GOAL: Please convert all the lines below into a two-column CSV with the headers "prompt" and "points". Give one row for each line of text, with the coordinate pairs beneath it as the second field, and put each field in quotes with its line breaks turned into spaces.

RECORDS FOR THE EXERCISE:
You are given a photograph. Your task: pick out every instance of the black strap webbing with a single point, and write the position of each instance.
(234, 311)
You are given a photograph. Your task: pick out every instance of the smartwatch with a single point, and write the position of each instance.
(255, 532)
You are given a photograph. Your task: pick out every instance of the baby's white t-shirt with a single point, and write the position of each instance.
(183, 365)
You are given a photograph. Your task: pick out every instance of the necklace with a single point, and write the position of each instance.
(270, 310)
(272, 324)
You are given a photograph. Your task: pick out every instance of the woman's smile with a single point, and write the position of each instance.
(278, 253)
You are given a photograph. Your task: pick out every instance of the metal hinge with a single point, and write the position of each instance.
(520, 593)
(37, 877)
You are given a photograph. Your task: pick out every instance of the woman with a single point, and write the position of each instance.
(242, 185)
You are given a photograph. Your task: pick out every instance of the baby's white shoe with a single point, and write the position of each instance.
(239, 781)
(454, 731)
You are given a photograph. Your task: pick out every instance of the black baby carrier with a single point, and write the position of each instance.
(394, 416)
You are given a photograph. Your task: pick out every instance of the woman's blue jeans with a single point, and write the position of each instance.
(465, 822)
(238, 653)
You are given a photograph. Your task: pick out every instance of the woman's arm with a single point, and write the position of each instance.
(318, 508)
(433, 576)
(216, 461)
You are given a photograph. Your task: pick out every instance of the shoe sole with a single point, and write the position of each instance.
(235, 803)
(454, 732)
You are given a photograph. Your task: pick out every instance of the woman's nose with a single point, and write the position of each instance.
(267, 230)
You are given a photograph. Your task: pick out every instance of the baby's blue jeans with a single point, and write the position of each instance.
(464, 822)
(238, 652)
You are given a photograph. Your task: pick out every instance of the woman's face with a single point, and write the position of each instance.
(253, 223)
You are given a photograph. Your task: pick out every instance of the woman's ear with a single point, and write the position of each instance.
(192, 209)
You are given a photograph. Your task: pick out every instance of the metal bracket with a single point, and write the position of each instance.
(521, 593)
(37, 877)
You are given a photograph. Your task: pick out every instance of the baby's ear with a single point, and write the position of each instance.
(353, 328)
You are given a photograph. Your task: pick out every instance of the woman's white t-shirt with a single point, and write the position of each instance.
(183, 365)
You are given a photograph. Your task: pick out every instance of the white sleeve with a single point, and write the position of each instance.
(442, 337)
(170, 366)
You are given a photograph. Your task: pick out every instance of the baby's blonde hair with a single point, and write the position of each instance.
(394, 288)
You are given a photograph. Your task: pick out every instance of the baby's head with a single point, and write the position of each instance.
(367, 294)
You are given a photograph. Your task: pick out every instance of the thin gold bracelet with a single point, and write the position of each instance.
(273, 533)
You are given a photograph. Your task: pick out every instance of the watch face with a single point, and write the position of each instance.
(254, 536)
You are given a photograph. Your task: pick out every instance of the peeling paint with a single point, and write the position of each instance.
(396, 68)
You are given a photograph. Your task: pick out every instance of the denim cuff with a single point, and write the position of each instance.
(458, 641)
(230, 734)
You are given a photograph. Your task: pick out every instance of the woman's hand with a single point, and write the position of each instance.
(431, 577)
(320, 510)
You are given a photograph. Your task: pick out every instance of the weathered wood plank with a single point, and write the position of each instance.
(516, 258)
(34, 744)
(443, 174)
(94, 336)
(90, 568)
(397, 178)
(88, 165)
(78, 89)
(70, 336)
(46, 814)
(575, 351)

THE SOLUTION:
prompt,points
"You are given a photograph. Your task: pick out every instance of the black strap webbing with a single point, and write the position of each instance.","(234, 311)"
"You are given a photograph. Your task: pick out every instance of the smartwatch with a single point, and write the position of each instance.","(255, 532)"
"You are given a photograph. Your task: pick out every instance of the baby's white t-shirt with a single point, and write the position of each instance.","(183, 365)"
"You are given a photograph. Your task: pick out every instance of the necklace with a single point, and write the position of each instance.","(270, 310) (272, 324)"
"You are given a photograph. Your task: pick out every instance of the woman's smile with a single point, and write the position of each instance.","(278, 253)"
"You are given a photograph. Your task: pick out every instance of the metal hinge with a single point, and write the position of each instance.","(520, 593) (37, 877)"
"You are given a photograph. Your task: pick out every instance of the woman with a single point, and write the position of each instance.","(242, 185)"
"You are given a photograph. Your task: pick out every instance of the baby's white shoe with a single point, and write the position of each instance.","(239, 781) (454, 731)"
"You are given a photograph. Your task: pick out every instance of the black baby carrier with a single point, and write the position of each instance.","(394, 416)"
"You are given a photograph. Your task: pick out every instance of the woman's blue jeans with a single point, and write the position of each instance.","(465, 822) (238, 653)"
"You are given a photograph. Your task: pick out every instance of the woman's arm with a single point, and write the position of each instance.","(318, 508) (433, 576) (216, 461)"
"You are given a photograph. Your task: pick out every instance of the shoe sole with a single point, and write the position of each instance.","(235, 803) (454, 732)"
"You are given a photograph. Your task: pick out every instance of the woman's nose with a single point, and write the position of each instance.","(267, 230)"
"You are given a photograph. Your task: pick out every instance of the baby's blue jeans with a single point, and write the position of each instance.","(464, 822) (238, 652)"
"You are given a photograph. Your task: pick out every instance of the woman's face with a single point, and write the position of each instance.","(253, 223)"
"You are given a photograph. Your task: pick out every instance of the woman's ear with a single point, and write the position of each instance.","(192, 209)"
"You are given a photograph. Your task: pick out every instance of the metal bracket with a single point, and write the position of each instance.","(521, 593) (37, 877)"
"You are given a photograph. Your task: pick out every instance of the baby's ear with a single point, and write the position of each instance.","(353, 328)"
"You are given a photograph. Your task: pick out every instance of the woman's white t-shirt with a single point, and write the position of each instance.","(183, 365)"
"You are given a photograph. Your task: pick out every instance of the white sleeve with a single point, and write the position of each instance.","(442, 337) (170, 366)"
"You are given a photograph. Your task: pick out every instance of the baby's blonde hair with a single point, and write the position of each instance.","(394, 288)"
"You are given a photograph. Your task: pick out every instance of the baby's head with a single point, and write the position of each instance.","(367, 294)"
"You are given a photograph. Your task: pick out every instance of the thin gold bracelet with a single point, and write the position of each instance.","(273, 533)"
"You are given a photograph. Your task: pick out every instance of the watch face with a single point, and write the position of each instance.","(254, 536)"
"You are given a photograph. Your task: pick out every instance of the peeling paint with a single point, and write the position of each instance.","(396, 68)"
"You are given a photograph. Your task: pick out every instance of the denim cuff with a single point, and write the position of each instance.","(458, 641) (230, 734)"
"You are given a photograph. Your task: pick out every instance of the woman's hand with a single point, and write the position of each instance.","(431, 577) (320, 510)"
"You are given a photograph. Your task: pick out every instance of the weathered wood plank with a single point, and write the position of each instance.","(516, 258) (34, 744) (443, 174) (94, 336) (90, 568) (397, 178) (88, 165) (78, 89) (70, 336) (46, 814) (575, 351)"